→ **Text under study**:
++++++
There are so many Campo classics that this could go on for some time, but we're going to start at the beginning. Way back in 1982 the brash but brilliant youngster was preparing for his first Test match, against the All Blacks and their veteran wing Stu Wilson. In the build-up to the game, Campese was asked what it would be like to go up against such a great player. His response of 'Stu who?' did not go down well.
Campese maintained in the aftermath that he genuinely didn't know who Wilson was due to his rugby league background, but the stage was set for the 20-year-old to receive a bit of a welcome to international rugby. It never materialised as the mercurial Campese started as he meant to go on with the first of his 64 Test tries, albeit in a losing cause.
++++++
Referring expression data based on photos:
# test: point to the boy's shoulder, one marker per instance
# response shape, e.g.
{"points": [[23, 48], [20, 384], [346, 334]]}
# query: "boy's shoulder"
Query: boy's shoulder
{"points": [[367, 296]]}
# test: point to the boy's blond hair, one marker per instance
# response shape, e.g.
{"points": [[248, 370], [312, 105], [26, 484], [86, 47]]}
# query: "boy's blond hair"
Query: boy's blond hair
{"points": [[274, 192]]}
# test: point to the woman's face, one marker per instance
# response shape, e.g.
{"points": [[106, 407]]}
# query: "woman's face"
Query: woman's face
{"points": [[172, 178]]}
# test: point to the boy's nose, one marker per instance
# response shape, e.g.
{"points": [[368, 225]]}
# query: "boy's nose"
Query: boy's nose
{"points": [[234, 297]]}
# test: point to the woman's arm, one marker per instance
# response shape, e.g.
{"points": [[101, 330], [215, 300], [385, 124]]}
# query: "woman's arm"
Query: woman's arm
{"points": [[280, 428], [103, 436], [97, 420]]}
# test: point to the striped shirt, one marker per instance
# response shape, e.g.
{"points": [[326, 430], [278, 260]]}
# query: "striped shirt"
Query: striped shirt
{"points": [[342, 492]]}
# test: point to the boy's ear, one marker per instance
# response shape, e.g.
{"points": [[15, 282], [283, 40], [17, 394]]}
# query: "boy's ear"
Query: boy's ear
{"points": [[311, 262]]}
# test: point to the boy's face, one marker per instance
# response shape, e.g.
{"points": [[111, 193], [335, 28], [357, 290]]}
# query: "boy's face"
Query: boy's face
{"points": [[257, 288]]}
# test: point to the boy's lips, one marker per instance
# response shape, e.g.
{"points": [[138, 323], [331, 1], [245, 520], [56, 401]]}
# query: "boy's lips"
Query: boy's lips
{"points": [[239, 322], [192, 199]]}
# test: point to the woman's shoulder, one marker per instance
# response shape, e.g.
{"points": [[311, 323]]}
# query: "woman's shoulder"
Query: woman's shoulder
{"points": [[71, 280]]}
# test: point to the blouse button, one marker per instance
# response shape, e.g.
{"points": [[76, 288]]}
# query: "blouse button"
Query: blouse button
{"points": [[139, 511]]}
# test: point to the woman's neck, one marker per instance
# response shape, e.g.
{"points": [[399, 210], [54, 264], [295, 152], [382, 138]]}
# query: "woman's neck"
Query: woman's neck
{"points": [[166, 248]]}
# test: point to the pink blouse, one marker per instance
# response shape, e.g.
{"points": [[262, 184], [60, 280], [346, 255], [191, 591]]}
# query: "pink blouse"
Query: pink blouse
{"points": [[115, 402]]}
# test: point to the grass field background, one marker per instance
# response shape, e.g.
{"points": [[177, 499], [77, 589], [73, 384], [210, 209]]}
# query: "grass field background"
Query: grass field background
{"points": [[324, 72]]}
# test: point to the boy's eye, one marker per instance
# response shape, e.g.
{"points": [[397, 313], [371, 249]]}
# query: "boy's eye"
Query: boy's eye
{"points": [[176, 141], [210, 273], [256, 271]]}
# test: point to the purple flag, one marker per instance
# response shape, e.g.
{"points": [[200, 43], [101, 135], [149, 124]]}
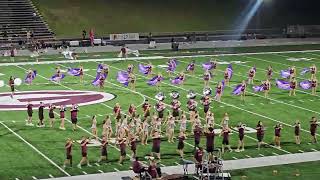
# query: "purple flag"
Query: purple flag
{"points": [[237, 90], [144, 69], [56, 77], [123, 78], [30, 77], [304, 71], [178, 80], [230, 71], [96, 81], [281, 84], [258, 88], [190, 67], [305, 84], [74, 71], [172, 65], [153, 81], [285, 73], [209, 65]]}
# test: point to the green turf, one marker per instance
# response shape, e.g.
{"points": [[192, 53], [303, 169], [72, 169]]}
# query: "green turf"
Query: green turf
{"points": [[50, 141]]}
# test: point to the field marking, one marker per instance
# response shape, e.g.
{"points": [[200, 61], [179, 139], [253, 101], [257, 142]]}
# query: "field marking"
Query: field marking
{"points": [[35, 149], [263, 96], [203, 118], [150, 58], [257, 113]]}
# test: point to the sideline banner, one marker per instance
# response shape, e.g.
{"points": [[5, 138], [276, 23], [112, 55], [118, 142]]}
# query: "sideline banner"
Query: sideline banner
{"points": [[125, 36]]}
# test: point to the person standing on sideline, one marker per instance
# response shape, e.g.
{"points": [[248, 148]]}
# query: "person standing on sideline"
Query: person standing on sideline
{"points": [[84, 154], [68, 148]]}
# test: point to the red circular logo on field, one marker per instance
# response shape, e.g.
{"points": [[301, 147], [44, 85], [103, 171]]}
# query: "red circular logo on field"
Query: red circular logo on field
{"points": [[56, 97]]}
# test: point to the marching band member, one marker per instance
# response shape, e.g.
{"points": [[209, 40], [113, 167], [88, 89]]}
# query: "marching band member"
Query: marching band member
{"points": [[62, 111], [29, 112], [122, 141], [180, 147], [132, 81], [277, 135], [297, 129], [192, 105], [94, 127], [314, 85], [313, 71], [170, 128], [156, 141], [146, 107], [225, 142], [266, 88], [219, 91], [206, 78], [225, 121], [104, 151], [132, 111], [68, 147], [251, 75], [84, 158], [81, 73], [292, 72], [313, 129], [11, 85], [260, 134], [145, 132], [293, 86], [241, 129], [51, 114], [269, 72], [74, 115]]}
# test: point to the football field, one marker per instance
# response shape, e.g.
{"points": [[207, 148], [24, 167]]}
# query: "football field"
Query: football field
{"points": [[34, 153]]}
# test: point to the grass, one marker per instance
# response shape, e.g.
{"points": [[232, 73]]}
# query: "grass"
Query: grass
{"points": [[51, 141]]}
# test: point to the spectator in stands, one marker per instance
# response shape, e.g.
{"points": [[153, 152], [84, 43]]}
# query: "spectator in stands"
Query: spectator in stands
{"points": [[137, 167], [84, 34]]}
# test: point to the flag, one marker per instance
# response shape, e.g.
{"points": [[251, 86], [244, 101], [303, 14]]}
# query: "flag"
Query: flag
{"points": [[230, 71], [123, 78], [281, 84], [285, 73], [177, 80], [237, 90], [74, 71], [153, 81], [56, 77], [304, 71], [305, 84], [28, 78], [172, 65], [258, 88]]}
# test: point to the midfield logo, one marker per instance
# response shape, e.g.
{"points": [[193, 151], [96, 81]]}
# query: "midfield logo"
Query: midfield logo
{"points": [[56, 97]]}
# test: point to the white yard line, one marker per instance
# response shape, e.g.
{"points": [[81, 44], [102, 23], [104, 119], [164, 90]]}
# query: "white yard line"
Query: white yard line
{"points": [[35, 149]]}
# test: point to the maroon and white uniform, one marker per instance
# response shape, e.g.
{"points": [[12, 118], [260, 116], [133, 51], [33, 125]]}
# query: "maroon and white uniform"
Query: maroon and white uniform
{"points": [[192, 105]]}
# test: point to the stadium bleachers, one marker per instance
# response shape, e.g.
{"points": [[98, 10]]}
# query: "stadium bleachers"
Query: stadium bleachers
{"points": [[17, 17]]}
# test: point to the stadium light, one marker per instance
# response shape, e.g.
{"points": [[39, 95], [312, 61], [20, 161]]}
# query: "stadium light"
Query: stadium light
{"points": [[247, 14]]}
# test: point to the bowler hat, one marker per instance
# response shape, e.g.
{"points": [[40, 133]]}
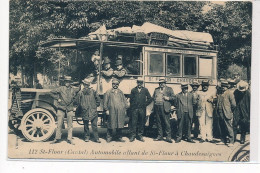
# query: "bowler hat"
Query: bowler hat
{"points": [[195, 83], [140, 79], [184, 85], [67, 78], [162, 80], [205, 83], [118, 62], [242, 86], [106, 60], [86, 81], [115, 81]]}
++++++
→ **Exercise instructions**:
• 1. Condense the paragraph of the Campese passage that begins "Campese maintained in the aftermath" into a short bulleted list that keeps its main facts.
• 2. Write out the part of the Campese passage that opens with the words containing "There are so" and closes with "a losing cause.".

→ **Answers per task**:
• 1.
- Campese said afterward that, because of his rugby league background, he truly didn't know who Wilson was.
- The 20-year-old seemed set for a rough welcome to international rugby.
- That never happened, because he scored the first of his 64 Test tries.
- His team lost the match.

• 2.
There are so many Campo classics that this could go on for some time, but we're going to start at the beginning. Way back in 1982 the brash but brilliant youngster was preparing for his first Test match, against the All Blacks and their veteran wing Stu Wilson. In the build-up to the game, Campese was asked what it would be like to go up against such a great player. His response of 'Stu who?' did not go down well.
Campese maintained in the aftermath that he genuinely didn't know who Wilson was due to his rugby league background, but the stage was set for the 20-year-old to receive a bit of a welcome to international rugby. It never materialised as the mercurial Campese started as he meant to go on with the first of his 64 Test tries, albeit in a losing cause.